Required work: Start at the line in the entries below that contains "Query: street lamp", stop at the line that contains "Place a pin on every instance of the seated man", and output exactly the lines in that span, both ends included.

*** Opening Extracted data ***

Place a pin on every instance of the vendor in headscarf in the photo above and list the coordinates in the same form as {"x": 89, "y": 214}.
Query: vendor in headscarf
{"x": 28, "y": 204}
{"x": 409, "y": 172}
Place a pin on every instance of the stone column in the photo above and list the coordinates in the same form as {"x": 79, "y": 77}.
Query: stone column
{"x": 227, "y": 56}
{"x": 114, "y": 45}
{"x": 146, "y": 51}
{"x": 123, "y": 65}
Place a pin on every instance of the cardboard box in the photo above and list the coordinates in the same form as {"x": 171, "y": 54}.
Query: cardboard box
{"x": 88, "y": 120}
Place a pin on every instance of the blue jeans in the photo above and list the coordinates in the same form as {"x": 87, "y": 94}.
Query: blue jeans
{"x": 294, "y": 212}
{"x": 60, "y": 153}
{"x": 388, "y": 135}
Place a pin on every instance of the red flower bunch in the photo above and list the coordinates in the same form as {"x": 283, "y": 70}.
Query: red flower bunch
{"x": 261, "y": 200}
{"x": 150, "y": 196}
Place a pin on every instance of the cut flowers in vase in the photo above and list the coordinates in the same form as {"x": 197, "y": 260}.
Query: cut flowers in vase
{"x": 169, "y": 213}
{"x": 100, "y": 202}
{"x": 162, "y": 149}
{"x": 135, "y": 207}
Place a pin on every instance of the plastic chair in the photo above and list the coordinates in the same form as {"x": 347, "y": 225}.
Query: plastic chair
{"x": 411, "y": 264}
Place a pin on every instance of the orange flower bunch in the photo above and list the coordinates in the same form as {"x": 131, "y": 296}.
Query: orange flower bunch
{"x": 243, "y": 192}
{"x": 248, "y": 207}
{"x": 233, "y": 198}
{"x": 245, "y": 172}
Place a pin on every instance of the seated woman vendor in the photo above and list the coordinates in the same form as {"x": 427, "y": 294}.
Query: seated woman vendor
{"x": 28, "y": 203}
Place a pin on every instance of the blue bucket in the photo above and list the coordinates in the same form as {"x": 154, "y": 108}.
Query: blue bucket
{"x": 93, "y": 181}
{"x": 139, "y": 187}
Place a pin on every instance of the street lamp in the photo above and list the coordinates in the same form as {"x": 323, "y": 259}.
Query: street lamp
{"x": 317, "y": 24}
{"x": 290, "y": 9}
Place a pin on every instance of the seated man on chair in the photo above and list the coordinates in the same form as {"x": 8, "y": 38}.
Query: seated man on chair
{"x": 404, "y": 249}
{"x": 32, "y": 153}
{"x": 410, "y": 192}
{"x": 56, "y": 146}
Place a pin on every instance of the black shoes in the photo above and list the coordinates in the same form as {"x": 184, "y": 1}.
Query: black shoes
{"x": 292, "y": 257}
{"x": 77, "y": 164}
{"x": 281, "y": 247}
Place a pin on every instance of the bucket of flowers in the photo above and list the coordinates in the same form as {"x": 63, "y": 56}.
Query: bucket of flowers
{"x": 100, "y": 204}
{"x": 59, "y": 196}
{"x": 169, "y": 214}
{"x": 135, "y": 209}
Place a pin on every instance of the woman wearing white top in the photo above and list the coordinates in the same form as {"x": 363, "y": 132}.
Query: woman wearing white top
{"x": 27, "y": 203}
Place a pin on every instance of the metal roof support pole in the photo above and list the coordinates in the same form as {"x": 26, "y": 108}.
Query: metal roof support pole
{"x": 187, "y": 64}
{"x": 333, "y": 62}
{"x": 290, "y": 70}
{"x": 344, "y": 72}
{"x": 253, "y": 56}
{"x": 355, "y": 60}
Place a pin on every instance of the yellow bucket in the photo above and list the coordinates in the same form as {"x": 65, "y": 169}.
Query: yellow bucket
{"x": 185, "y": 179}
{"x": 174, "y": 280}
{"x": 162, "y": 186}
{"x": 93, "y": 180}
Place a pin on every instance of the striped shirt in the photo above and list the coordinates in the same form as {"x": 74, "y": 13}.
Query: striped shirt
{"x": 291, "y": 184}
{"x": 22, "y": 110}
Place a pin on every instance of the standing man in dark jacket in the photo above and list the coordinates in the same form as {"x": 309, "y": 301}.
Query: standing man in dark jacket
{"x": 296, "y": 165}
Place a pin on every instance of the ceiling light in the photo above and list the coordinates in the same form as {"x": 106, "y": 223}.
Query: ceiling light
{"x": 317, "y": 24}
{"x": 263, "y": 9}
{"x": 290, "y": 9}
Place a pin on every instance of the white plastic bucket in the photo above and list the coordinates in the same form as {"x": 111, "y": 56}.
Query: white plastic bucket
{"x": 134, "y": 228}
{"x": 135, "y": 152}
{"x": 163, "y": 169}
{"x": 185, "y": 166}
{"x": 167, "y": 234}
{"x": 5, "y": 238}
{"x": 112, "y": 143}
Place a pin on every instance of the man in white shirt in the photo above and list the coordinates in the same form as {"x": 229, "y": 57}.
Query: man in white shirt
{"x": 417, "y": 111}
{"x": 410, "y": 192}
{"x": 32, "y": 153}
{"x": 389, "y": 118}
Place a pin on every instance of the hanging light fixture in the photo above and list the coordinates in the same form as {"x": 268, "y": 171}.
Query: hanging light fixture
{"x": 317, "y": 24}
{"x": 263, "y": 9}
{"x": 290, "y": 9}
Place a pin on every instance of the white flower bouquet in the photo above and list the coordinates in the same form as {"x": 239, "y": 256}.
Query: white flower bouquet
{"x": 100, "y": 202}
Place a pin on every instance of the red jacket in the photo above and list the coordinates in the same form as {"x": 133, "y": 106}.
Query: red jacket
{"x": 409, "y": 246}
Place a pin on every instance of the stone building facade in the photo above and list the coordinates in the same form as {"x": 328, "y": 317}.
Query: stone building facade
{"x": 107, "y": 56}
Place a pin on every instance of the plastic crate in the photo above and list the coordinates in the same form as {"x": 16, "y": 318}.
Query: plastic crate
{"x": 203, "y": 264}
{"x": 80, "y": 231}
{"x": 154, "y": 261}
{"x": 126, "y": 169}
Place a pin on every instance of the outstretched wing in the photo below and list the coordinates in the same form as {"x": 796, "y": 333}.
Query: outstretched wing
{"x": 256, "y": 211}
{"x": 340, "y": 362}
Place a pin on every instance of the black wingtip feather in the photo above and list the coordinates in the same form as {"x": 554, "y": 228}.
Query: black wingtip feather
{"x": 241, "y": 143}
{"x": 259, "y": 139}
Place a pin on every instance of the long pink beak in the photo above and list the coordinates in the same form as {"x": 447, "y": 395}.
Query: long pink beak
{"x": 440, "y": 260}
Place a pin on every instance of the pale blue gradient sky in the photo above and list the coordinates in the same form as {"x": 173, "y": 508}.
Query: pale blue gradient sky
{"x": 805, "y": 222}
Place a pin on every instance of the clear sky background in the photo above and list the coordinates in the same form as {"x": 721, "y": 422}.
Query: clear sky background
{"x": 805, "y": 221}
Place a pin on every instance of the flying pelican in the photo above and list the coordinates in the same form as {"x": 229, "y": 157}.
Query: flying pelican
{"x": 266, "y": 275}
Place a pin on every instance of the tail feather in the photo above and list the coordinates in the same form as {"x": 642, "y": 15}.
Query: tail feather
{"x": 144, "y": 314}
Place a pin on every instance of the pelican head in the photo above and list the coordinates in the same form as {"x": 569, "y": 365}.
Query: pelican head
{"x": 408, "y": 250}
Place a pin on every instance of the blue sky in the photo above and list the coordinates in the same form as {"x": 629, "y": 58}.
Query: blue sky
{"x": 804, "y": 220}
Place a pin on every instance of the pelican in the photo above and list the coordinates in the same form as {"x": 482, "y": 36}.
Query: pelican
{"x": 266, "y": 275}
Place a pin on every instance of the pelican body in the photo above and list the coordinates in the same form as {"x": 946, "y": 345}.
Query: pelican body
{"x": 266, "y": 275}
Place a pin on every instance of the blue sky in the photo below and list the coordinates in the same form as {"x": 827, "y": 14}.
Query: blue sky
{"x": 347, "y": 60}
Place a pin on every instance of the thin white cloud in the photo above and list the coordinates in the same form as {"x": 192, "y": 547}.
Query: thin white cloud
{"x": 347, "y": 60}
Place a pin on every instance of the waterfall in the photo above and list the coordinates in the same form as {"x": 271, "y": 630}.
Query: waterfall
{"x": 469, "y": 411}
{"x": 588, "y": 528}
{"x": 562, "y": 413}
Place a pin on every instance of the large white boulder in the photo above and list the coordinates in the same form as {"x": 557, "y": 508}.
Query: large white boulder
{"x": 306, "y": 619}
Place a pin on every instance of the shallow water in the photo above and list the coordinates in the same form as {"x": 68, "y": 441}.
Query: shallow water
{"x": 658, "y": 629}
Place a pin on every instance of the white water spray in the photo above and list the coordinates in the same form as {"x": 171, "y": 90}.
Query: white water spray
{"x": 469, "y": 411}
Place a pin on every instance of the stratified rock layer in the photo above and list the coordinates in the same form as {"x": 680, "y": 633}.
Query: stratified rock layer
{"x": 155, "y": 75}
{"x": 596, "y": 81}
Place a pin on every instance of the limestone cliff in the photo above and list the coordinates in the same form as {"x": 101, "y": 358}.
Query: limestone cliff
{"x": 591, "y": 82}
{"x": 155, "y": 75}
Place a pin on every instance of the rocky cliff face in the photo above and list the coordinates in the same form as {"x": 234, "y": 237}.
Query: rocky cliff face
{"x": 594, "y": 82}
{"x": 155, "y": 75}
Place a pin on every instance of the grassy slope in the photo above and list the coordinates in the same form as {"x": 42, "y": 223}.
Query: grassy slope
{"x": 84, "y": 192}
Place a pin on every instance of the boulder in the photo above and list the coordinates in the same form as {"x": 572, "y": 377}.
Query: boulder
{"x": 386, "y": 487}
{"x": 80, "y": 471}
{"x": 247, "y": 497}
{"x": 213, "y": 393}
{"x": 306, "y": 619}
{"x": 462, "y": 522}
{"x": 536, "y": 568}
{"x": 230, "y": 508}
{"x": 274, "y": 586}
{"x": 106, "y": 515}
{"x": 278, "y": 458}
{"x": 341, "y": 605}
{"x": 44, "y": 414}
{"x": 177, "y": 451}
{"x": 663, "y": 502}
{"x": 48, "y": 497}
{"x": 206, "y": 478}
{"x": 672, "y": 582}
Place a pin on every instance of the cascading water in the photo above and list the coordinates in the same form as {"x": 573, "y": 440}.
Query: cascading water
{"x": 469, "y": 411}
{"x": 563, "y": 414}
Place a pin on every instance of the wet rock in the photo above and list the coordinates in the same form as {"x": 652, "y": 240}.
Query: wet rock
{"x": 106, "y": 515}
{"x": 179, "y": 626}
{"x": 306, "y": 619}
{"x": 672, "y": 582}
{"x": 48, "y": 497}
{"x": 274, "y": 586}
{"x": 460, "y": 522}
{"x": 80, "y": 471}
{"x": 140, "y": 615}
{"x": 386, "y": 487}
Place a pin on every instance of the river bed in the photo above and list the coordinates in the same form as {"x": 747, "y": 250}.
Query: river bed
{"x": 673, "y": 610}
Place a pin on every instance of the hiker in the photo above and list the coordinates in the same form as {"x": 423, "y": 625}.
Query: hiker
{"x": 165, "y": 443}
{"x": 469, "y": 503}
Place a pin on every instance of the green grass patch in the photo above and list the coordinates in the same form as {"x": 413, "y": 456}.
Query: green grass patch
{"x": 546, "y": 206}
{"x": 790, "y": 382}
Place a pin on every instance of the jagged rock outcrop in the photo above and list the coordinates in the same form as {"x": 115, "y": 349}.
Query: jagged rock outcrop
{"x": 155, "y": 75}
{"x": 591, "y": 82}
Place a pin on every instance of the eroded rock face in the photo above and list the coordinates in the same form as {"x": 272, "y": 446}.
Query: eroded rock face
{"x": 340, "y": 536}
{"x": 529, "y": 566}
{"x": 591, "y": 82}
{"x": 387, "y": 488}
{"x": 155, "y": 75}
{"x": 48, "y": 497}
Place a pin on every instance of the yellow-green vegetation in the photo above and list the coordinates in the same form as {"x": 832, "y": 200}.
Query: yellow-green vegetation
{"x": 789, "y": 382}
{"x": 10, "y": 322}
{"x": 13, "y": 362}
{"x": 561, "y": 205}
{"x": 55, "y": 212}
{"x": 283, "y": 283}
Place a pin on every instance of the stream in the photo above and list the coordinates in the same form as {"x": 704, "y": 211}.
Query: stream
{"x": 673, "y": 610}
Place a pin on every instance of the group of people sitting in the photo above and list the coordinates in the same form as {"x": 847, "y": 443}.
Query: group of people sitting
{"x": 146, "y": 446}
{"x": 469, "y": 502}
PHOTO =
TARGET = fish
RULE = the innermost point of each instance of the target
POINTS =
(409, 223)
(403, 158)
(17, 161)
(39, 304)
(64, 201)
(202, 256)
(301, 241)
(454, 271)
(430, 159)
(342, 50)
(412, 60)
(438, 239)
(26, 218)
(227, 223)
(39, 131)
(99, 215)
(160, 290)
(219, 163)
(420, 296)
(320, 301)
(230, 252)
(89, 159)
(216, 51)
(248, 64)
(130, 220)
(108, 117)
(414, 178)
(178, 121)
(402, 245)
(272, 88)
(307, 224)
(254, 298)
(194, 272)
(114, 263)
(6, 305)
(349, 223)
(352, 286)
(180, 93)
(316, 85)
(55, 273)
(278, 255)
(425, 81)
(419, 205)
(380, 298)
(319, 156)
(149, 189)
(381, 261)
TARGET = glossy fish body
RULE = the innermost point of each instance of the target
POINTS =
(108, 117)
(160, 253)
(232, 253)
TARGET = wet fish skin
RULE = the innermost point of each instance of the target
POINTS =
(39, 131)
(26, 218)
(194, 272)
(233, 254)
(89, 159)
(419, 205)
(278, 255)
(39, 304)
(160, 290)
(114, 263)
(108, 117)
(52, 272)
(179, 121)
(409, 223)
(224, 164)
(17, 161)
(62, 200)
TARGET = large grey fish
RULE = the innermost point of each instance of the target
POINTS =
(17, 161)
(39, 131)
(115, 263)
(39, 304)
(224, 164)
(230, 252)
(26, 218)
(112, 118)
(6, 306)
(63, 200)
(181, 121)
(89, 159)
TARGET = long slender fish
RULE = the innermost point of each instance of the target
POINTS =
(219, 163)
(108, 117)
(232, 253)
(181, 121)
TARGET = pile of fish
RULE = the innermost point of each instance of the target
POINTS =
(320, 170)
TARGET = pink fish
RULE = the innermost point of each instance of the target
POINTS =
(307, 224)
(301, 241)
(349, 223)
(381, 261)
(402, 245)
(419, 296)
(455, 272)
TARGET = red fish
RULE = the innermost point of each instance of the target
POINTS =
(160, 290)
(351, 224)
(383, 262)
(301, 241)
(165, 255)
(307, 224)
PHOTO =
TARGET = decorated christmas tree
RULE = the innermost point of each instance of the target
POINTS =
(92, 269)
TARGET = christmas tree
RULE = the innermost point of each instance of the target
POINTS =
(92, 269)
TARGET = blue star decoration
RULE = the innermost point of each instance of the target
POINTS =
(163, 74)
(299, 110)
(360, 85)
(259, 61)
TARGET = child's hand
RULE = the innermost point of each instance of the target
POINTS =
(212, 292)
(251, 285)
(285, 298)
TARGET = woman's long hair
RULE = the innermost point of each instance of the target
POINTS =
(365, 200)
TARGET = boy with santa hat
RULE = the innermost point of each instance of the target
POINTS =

*** Closing Extracted data ***

Output of the exercise:
Query: street lamp
{"x": 317, "y": 24}
{"x": 290, "y": 9}
Place a pin on every instance of the seated man on chair in the photo above and list the coordinates in the same form as {"x": 8, "y": 38}.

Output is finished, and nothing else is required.